Named object pointing entries:
───

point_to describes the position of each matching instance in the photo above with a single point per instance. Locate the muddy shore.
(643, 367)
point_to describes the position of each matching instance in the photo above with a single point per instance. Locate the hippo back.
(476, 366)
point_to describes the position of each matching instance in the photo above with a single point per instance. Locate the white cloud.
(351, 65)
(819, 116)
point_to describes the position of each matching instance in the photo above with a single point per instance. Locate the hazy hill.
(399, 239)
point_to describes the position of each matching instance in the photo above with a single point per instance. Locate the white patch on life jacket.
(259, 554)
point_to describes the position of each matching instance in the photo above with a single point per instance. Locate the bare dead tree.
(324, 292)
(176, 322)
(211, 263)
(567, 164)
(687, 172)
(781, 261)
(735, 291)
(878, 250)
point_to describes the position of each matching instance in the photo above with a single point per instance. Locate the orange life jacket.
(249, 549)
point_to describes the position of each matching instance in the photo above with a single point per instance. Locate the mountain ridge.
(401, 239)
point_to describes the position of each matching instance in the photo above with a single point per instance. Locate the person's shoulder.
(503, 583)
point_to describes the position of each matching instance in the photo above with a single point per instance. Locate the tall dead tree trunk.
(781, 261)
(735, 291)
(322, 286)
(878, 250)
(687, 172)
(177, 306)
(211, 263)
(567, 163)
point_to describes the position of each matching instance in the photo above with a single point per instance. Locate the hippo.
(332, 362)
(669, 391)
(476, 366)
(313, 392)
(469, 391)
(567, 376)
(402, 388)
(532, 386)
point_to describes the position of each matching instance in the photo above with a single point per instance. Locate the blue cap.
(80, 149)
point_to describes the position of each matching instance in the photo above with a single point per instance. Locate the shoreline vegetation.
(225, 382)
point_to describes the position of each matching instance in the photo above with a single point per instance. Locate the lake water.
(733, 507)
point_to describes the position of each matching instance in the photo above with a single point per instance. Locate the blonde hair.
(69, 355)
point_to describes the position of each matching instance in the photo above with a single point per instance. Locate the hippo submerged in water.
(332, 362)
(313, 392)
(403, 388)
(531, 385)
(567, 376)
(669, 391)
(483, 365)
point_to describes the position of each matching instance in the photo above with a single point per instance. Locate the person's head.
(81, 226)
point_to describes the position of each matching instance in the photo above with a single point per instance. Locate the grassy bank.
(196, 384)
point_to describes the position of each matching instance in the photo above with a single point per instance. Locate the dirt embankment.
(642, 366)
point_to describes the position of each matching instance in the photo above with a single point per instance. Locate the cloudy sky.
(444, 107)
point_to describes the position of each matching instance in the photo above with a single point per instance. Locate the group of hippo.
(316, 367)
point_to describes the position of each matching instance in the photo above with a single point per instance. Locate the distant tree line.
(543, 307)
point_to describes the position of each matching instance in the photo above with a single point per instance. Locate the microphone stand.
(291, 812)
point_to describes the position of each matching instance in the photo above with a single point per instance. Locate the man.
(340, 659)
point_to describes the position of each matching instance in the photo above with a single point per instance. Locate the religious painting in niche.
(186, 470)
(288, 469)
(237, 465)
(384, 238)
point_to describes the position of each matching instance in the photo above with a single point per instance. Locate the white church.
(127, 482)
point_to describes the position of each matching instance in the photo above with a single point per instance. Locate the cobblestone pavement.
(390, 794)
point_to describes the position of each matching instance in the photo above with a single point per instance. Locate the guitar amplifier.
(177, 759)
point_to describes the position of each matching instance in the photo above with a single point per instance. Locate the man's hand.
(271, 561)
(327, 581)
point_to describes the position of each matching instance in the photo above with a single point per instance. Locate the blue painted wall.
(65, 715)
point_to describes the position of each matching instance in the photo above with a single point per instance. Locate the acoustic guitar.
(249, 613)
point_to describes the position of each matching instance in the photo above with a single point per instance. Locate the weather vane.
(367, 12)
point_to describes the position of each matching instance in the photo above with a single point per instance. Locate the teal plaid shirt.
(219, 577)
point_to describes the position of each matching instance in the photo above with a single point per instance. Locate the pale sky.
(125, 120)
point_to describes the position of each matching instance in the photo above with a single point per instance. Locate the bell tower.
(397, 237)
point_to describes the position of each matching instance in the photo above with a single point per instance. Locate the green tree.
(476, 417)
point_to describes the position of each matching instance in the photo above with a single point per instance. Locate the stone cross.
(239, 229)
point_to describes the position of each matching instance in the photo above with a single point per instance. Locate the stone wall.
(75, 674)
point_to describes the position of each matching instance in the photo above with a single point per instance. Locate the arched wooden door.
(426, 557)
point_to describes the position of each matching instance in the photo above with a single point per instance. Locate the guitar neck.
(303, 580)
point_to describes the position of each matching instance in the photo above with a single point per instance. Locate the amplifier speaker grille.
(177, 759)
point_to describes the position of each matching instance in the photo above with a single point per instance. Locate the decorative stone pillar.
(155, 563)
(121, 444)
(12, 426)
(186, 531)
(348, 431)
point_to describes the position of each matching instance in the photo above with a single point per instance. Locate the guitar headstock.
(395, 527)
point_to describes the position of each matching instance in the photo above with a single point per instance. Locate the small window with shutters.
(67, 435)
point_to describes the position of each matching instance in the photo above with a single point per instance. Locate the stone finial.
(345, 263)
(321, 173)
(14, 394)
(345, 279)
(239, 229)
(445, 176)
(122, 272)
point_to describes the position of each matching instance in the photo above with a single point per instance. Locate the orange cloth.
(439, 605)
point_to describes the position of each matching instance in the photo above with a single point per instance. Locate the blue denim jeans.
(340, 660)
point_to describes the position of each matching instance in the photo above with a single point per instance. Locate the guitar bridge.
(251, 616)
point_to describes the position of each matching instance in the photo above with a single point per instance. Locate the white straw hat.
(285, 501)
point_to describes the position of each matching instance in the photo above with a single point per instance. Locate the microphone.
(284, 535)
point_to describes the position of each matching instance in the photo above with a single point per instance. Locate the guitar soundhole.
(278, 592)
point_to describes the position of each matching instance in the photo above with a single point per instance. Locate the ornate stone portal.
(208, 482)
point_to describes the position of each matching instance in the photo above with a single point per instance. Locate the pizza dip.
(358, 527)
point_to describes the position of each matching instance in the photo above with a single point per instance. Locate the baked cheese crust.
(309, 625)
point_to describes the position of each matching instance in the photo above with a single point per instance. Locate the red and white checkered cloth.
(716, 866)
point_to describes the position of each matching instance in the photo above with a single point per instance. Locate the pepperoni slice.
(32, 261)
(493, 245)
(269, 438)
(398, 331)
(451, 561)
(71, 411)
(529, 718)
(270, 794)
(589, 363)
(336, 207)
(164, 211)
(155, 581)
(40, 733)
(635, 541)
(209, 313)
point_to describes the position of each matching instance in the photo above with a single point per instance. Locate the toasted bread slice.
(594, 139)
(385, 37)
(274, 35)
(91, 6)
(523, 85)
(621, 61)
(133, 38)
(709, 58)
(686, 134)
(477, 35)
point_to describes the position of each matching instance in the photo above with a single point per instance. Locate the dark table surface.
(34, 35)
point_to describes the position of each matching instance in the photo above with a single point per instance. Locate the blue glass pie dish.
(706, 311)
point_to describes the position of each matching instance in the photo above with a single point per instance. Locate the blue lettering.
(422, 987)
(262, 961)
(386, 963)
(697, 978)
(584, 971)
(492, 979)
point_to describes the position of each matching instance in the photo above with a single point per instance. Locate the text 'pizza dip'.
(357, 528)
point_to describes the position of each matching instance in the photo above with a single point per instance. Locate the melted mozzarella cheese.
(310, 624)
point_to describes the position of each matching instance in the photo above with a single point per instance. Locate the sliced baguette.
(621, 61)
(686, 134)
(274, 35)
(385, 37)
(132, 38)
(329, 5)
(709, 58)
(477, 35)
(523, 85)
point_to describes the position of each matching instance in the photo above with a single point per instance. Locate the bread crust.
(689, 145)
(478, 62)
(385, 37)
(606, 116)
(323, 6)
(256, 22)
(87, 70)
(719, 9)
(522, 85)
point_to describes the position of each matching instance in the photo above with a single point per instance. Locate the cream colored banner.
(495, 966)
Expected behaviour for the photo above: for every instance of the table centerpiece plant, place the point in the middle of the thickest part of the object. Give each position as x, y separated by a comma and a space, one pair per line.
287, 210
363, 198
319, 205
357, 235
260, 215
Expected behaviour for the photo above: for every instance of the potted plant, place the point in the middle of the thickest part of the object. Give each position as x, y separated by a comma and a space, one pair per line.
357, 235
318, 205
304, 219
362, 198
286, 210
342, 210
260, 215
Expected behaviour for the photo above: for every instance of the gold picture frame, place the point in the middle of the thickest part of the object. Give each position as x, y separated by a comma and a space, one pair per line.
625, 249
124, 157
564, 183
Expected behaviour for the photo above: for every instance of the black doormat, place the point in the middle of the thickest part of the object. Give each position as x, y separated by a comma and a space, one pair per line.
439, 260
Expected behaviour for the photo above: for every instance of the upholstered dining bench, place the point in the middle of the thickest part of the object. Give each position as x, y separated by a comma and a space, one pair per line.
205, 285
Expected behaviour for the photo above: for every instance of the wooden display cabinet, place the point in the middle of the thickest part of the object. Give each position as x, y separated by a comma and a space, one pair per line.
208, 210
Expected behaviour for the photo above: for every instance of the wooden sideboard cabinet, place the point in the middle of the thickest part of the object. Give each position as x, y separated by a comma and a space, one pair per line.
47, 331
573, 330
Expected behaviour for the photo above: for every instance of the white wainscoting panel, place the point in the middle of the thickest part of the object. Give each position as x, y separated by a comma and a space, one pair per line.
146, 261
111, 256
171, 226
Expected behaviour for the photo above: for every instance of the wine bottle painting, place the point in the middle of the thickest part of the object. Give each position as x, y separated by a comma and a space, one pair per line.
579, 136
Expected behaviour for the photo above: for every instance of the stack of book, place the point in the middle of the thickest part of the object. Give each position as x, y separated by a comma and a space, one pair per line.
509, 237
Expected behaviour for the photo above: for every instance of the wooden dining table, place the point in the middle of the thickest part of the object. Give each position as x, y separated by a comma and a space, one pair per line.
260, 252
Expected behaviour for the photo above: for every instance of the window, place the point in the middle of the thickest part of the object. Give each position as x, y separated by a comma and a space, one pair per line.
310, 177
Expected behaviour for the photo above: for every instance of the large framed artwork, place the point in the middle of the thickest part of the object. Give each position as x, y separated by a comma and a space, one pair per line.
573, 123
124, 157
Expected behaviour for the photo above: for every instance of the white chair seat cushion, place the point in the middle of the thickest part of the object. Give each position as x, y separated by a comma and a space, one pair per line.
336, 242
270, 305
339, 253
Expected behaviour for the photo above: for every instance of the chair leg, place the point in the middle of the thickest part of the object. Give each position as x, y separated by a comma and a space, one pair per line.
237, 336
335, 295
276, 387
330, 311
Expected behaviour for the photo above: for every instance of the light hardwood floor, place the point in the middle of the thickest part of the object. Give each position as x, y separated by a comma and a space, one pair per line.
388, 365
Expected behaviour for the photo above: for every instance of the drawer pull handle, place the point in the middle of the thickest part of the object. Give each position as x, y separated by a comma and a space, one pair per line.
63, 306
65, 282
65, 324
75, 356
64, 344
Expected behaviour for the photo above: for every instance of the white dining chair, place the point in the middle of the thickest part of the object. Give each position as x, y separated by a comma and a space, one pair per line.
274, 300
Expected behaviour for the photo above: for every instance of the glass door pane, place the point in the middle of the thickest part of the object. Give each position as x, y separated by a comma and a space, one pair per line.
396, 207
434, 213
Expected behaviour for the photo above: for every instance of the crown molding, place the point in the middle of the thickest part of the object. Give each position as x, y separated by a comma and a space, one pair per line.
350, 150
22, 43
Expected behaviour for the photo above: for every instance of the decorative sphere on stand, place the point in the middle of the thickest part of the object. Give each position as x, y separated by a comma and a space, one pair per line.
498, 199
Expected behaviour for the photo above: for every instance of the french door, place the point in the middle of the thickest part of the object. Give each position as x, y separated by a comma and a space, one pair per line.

───

Directions: Through the last line of the entries above, beginning at the line containing "of the decorative", transcribe each line exactly, both ends included and nothing more.

Output:
Expected behaviour for the photo above: for every instance of the decorative sphere on stand, place the point in the middle of the thickest part of the object. Give each position as x, y separated by a comma and a space, one pair per line.
498, 199
Expected behaviour for the photo above: for every instance of the french door, place the point in the middle of the thickest part of the object. Give each position as x, y separated by a comma and a space, one pair per line.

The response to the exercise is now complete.